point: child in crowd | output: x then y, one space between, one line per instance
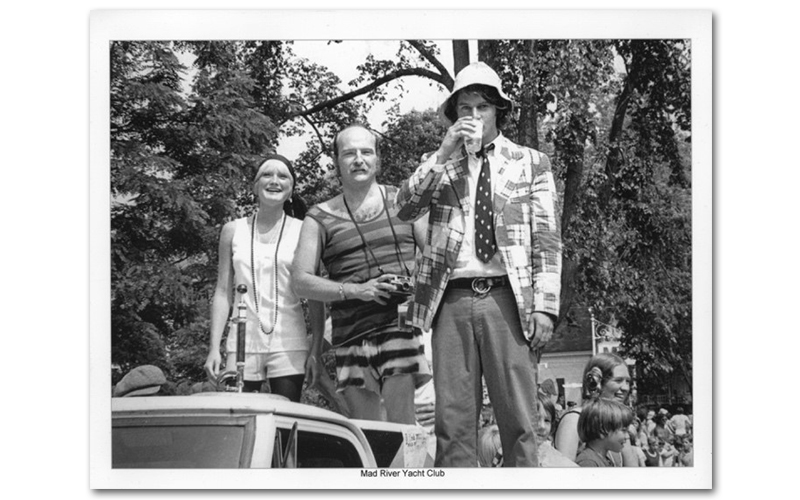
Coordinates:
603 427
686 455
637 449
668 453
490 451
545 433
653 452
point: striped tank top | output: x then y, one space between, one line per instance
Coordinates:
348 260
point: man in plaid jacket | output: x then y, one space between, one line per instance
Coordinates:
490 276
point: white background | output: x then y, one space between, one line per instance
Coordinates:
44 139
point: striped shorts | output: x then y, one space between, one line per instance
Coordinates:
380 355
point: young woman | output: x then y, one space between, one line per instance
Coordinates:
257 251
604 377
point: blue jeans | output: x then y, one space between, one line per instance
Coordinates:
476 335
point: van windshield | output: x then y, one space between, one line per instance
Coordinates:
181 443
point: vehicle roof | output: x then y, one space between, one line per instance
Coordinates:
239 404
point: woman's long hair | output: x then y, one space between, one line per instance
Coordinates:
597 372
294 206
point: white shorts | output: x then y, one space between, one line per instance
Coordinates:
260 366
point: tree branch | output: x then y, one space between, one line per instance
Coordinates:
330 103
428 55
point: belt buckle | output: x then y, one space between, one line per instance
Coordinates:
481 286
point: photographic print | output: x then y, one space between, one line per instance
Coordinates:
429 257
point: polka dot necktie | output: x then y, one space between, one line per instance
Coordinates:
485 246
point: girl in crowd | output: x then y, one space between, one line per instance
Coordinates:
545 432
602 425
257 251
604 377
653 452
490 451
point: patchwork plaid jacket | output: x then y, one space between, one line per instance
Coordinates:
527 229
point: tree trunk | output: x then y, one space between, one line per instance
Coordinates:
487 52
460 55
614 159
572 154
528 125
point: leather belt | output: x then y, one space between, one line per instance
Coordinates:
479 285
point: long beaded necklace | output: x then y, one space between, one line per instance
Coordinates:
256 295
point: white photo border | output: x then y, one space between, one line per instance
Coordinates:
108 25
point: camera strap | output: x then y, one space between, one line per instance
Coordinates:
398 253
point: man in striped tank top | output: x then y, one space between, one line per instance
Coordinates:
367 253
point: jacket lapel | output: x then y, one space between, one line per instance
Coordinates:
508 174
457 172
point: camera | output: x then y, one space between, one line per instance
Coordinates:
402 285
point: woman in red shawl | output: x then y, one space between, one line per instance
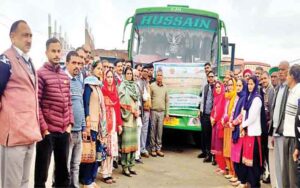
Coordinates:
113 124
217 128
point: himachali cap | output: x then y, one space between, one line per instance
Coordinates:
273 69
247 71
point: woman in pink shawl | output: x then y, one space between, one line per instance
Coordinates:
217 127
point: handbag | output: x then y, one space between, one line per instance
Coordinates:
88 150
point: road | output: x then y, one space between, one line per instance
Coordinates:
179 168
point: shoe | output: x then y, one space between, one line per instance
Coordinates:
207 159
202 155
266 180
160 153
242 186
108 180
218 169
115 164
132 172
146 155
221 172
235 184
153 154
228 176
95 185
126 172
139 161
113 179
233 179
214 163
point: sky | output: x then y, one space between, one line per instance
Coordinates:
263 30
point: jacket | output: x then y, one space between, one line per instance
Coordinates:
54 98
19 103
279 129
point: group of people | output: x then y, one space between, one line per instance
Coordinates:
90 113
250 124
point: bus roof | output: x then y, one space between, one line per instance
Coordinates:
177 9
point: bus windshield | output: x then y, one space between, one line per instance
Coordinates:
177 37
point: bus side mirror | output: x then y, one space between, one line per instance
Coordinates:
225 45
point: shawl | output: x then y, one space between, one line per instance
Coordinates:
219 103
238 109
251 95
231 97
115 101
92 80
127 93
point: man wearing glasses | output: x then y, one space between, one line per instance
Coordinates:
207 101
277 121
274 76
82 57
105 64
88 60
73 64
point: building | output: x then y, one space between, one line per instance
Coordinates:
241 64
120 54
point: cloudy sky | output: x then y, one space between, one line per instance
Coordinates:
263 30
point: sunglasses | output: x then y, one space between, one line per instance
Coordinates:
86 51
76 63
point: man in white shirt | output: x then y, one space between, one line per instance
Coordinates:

========

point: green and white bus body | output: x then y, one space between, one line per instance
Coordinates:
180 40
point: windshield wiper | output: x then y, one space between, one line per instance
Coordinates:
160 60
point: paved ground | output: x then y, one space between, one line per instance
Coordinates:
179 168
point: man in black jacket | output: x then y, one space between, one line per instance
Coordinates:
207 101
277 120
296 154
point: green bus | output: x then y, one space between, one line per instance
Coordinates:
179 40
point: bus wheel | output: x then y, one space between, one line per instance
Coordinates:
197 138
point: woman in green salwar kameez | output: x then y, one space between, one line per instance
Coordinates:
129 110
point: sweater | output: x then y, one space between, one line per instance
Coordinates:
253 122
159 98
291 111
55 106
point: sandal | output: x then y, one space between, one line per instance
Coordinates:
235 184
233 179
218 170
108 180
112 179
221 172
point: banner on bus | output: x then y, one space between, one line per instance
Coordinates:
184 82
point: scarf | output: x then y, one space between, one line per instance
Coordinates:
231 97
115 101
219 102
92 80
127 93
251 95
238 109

========

* _ABOUT THIS EXERCISE_
Beginning with the line that contains "point: girl in" and ending with the line that contains "point: jacket |", reproduce the listing exactly, pictures excluded.

* _OUTPUT_
point: girl in crowd | output: x then y, one space between, one line per instance
Coordinates:
545 432
602 425
257 251
604 377
653 452
490 451
point: patchwork plaid jacket | output: x then y, one space between, one line per instance
Coordinates:
527 229
point: tree trunk | output: x then y, one space between, one line per instance
Coordinates:
487 52
460 55
614 159
572 154
528 125
point: leather belt | output: x then y, one space between, one line per instance
Coordinates:
479 285
point: long beaded necklace | output: x then y, one space between, one line per instance
Coordinates:
256 295
point: white photo border | output: x then y, one space between, one line per instance
Coordinates:
108 25
point: camera strap | output: x then y, one space between, one line per instance
Coordinates:
398 253
point: man in striped tank top | output: x then y, one space between, one line per instance
Coordinates:
367 253
point: jacket lapel | output: x then y, one space between, one line per instance
Coordinates:
508 174
457 172
point: camera | output: x then y, one space between, one line per instance
Coordinates:
402 285
point: woman in red shawl | output: x then y, one space between, one line per instance
Coordinates:
113 124
217 128
point: himachali cap | output: x then y, one space between, one line per instance
Coordinates:
273 69
247 71
point: woman in pink shawl | output: x then y, one space between, one line per instance
Coordinates:
217 127
point: handbag | output: x then y, one space between, one line per instance
Coordinates:
88 150
point: road | output: x then y, one space between, one line per instance
Coordinates:
179 168
point: shoe | output: x then y, one space between, one line per instance
Coordinates:
207 159
202 155
266 180
160 153
242 186
108 180
218 169
115 164
132 172
146 155
221 172
235 184
153 154
228 176
95 185
126 172
139 161
113 179
233 179
214 163
point: sky | output: x then y, one space between, one line per instance
Coordinates:
263 30
point: jacket | output: x then y, one space between, one line per instance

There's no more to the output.